The RB-pathway signature was employed to cluster all gene expression data in the TCGA pan-cancer data sets (Fig. 3c and Supplementary Fig. 14). The genes in the signature behaved in a highly co-regulated fashion in all tumors-types analyzed, even those with low levels of RB1-loss (Supplementary Fig. 14). High signature expression indicative of RB-pathway deregulation was prognostic in select tumor types (Fig. 3d and Supplementary Fig. 14). Interestingly, this prognostic activity was most significant in tumors that express relatively low levels of the CDK4/6-RB integrated signature, indicative of a more slow-growing disease. In tumors with high expression of the signature, the prognostic trends are generally not significant (Fig. 3e and Supplementary Fig. 14). In keeping with the biological features of cervical cancer (CESC), it expressed amongst the highest levels of the signature. Since many tumor types have distinct clinically relevant subtypes, considering subtype specific biology is important. In breast cancer, luminal and basal breast cancer forms were determined using PAM50, and as expected the luminal form of the disease expressed lower levels of the CDK4/6-RB integrated signature (Fig. 3f). Additionally, in this form of cancer the signature is prognostic, while not significantly associated with outcome in basal breast cancer (Fig. 3f). Similarly, HPV-positive head and neck cancers express significantly higher-levels of the signature as compared to HPV-negative subtype (Supplementary Fig. 15)

Defining the effects of RB1 gene state on gene expression

Using the genetic state of RB1 locus in tumors, we defined genes that were differentially expressed in either the diploid vs. heterozygous or diploid vs. deleted genetic state. We focused on nine tumor types that exhibit >5% homozygous deletion frequency, and 24 tumors that exhibit >10% heterozygous loss. Significantly altered genes that occur in 66% of deleted cases (199 total: 27 downregulated, 162 upregulated), and 36% of heterozygous tumor types (141 total: 42 downregulated and 99 upregulated) were selected for analysis (Supplementary Datas 2 and 3). Strikingly, >90% of the down regulated genes in both the heterozygous and homozygous state were focused on 13q consistent with a cis relationship to RB1 gene (Fig. 4a). An exception was the CCND1 gene, which was specifically repressed in tumors with homozygous deletion, consistent with the mutual exclusive relationship between RB1 loss and CCND1 amplification (Fig. 4b and S16). Upregulated genes were enriched for cell cycle regulatory genes controlled by the E2F/FOXM1 transcription factors (Supplementary Fig. 17) and were significantly overlapping with both heterozygous loss and deletion of RB1 (Fig. 4c). These genes were also highly enriched relative to the CDK4/6-RB integrated signature (Fig. 4d). Consistent with these findings in many tumor types, but not cervical cancer, the heterozygous loss of RB1 was associated with elevated expression of the CDK4/6-RB integrated signature (Fig. 4e and Supplementary Fig. 18). Concordantly, the CDK4/6-RB integrated signature is often found to be upregulated in tumors that exhibit loss of CDKN2A or amplification of CCND1 and CDK4 (Supplementary Figs. 19–21).

TASK OBJECTIVE —
In the text on RB1 gene state and gene expression, which gene was specifically repressed in tumors with homozygous deletion of RB1?

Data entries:
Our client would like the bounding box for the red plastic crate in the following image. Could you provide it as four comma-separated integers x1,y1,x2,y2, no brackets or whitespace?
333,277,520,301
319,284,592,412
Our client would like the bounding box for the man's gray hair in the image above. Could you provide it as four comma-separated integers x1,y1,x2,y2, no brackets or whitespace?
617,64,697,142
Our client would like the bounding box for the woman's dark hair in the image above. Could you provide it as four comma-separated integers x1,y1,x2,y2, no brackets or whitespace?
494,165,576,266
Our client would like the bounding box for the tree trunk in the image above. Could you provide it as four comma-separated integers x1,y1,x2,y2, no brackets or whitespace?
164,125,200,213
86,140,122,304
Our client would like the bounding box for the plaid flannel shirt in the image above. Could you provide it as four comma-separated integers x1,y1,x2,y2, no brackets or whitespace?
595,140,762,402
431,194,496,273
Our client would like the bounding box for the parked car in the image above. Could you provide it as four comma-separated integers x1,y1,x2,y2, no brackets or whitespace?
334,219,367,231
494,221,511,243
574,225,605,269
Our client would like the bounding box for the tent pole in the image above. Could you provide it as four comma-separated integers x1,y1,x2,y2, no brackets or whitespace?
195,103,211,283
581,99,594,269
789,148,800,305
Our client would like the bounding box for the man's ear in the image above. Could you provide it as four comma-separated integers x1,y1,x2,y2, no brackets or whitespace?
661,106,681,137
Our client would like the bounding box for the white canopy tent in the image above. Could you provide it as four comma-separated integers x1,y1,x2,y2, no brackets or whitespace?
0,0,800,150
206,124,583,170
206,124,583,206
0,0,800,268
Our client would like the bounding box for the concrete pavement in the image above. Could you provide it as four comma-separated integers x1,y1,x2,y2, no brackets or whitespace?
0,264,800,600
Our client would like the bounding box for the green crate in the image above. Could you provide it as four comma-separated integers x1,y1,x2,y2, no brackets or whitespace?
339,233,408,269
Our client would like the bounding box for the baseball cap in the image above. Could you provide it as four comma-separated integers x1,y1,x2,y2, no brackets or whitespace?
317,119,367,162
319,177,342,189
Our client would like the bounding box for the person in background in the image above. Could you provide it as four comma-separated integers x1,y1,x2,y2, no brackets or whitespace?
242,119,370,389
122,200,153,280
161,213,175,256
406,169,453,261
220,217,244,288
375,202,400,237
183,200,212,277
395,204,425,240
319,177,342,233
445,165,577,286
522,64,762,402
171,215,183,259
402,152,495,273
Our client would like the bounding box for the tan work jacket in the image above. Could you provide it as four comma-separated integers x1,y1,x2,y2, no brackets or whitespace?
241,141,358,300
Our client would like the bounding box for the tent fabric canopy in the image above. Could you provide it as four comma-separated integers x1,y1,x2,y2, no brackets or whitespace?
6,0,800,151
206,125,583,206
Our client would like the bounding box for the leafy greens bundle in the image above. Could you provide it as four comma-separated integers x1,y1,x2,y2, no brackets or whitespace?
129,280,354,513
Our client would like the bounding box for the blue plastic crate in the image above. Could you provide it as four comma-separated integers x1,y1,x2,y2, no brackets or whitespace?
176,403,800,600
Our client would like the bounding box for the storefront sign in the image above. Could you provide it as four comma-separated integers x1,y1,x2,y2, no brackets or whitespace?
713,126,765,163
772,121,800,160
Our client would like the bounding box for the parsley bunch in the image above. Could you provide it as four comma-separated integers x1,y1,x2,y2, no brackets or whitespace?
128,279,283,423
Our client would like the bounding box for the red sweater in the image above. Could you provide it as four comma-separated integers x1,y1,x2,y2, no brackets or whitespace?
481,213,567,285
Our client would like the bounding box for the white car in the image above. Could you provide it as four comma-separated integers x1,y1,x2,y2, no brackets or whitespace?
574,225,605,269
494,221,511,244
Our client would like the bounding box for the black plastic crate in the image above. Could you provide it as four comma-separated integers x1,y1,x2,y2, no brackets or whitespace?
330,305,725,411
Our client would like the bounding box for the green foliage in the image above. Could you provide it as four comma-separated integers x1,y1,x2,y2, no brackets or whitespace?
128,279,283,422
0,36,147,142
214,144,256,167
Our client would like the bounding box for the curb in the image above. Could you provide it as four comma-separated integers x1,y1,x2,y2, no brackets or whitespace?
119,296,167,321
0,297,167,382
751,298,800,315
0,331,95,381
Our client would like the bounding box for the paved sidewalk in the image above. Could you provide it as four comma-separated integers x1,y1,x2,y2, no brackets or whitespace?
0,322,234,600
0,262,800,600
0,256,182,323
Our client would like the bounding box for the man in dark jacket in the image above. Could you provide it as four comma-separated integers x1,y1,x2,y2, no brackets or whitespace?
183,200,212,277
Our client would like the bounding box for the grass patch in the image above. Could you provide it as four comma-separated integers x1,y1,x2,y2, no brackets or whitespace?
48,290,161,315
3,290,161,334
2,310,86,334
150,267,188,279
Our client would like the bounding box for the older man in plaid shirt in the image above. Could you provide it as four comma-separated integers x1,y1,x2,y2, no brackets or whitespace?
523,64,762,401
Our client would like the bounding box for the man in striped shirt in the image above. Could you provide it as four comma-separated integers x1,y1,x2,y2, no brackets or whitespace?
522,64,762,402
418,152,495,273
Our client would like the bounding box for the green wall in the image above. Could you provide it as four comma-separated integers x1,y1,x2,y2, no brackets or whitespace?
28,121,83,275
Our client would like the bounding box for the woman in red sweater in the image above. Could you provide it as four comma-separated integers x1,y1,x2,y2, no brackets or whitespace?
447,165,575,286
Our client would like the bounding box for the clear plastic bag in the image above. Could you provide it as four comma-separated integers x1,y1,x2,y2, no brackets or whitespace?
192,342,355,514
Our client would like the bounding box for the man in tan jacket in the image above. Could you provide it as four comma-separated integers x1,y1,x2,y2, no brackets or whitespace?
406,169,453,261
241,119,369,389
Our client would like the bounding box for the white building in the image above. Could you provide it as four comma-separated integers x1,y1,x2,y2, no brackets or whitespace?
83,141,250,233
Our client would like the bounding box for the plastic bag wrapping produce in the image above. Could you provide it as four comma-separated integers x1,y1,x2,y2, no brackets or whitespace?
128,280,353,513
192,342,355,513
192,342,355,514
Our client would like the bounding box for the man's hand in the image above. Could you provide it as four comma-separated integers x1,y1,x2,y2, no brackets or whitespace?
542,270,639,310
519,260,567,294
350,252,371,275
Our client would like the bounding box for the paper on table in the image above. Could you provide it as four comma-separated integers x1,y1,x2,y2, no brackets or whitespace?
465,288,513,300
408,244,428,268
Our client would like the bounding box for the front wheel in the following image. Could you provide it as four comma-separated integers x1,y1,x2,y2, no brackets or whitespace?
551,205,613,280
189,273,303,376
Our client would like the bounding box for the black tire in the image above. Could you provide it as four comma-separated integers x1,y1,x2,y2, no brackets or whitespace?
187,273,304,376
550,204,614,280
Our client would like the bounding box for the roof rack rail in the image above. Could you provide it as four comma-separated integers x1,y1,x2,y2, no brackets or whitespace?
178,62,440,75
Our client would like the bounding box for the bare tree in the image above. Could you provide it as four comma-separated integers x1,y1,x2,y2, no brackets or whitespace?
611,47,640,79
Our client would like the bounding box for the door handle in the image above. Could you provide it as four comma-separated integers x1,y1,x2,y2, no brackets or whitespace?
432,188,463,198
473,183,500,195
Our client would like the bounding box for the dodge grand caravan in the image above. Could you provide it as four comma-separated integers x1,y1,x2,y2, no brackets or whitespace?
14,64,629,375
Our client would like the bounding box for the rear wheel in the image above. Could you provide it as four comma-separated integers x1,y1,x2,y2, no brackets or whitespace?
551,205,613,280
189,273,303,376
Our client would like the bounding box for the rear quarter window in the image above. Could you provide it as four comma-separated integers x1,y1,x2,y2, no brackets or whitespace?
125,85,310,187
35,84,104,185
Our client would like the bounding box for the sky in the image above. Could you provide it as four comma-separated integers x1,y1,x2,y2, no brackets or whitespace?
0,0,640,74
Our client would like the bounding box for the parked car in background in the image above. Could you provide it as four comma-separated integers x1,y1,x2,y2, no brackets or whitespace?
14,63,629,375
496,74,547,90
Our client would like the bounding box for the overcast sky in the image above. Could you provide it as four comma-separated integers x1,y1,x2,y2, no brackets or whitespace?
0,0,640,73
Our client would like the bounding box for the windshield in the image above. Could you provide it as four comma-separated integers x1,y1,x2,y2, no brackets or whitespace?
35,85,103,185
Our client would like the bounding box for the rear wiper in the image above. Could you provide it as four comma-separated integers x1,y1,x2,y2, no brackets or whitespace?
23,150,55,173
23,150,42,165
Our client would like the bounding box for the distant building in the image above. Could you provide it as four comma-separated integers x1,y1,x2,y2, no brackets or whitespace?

ANSWER SECTION —
The CCND1 gene.